- [The exercise] Which lines in the entries below contain the string "branch"? Pick out each such line and copy it in full, treating uppercase and lowercase as different.

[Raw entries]

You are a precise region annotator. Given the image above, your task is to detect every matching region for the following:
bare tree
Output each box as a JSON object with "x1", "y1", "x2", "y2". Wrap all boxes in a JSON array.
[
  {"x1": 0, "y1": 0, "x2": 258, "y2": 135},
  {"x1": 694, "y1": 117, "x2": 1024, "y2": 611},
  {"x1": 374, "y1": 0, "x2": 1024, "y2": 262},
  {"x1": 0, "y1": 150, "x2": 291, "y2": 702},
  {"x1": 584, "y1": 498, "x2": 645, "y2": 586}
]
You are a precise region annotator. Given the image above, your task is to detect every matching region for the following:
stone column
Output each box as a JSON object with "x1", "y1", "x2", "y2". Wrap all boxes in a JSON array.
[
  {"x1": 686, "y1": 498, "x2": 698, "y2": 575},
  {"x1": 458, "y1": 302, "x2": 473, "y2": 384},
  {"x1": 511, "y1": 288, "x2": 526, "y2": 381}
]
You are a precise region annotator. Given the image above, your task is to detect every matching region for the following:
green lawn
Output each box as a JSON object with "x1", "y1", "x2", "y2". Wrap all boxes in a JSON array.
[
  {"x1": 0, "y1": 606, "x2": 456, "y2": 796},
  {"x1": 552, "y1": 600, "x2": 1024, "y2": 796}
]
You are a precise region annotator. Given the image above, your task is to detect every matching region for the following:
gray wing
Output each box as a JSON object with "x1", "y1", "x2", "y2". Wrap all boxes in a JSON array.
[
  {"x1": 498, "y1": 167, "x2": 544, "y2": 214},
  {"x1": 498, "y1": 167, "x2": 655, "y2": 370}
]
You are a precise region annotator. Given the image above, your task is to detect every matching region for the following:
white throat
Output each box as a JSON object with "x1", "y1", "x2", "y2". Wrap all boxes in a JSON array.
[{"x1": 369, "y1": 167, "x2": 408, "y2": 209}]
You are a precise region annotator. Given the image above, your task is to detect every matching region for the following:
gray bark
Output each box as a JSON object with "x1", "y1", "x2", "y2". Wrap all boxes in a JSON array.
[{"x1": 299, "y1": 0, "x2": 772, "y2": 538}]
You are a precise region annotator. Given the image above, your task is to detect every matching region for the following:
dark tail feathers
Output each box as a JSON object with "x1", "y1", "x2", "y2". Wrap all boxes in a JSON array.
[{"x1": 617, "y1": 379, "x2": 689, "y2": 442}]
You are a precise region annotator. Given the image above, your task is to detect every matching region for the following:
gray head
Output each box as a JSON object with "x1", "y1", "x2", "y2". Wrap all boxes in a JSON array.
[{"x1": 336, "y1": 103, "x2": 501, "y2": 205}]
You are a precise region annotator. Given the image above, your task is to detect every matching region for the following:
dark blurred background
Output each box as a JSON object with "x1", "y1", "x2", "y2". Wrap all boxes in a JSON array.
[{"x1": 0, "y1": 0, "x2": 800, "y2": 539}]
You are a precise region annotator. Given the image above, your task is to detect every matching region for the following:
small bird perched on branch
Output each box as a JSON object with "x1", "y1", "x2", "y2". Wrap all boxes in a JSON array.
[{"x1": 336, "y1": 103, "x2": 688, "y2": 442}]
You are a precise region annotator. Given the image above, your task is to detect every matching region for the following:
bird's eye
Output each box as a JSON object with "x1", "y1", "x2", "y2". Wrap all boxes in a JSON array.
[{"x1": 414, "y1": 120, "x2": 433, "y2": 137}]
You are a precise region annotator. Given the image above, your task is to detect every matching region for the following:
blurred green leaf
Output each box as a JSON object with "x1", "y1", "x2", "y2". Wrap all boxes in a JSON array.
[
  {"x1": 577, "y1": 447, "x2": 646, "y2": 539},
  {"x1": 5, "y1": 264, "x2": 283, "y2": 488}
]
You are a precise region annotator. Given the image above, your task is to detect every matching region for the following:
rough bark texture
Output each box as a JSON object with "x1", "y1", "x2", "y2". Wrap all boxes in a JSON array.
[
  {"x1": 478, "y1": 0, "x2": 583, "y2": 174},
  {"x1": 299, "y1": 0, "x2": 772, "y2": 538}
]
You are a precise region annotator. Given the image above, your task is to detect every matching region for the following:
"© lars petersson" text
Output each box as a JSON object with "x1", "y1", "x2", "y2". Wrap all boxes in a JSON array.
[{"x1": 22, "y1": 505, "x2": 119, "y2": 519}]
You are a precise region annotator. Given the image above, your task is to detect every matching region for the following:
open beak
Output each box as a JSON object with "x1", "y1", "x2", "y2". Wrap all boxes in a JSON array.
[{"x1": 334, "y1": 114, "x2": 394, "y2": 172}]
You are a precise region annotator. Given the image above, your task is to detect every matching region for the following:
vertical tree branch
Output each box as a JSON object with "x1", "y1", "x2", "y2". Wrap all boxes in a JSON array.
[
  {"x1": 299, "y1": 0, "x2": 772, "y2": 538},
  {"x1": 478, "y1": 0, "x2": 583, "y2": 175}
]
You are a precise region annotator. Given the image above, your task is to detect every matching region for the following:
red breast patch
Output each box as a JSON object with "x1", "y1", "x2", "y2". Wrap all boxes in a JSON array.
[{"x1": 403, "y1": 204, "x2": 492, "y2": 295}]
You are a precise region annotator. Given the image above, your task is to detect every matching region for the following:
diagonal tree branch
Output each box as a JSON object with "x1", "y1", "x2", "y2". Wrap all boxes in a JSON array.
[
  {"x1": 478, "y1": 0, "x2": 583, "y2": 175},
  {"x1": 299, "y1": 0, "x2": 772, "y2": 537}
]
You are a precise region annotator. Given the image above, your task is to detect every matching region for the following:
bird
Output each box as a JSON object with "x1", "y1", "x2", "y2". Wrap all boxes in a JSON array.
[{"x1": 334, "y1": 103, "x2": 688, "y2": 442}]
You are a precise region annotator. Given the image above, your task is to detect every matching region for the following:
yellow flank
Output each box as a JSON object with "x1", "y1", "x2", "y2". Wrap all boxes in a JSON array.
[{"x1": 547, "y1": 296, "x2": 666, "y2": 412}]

- [Exercise answer]
small bird perched on branch
vertical tree branch
diagonal tree branch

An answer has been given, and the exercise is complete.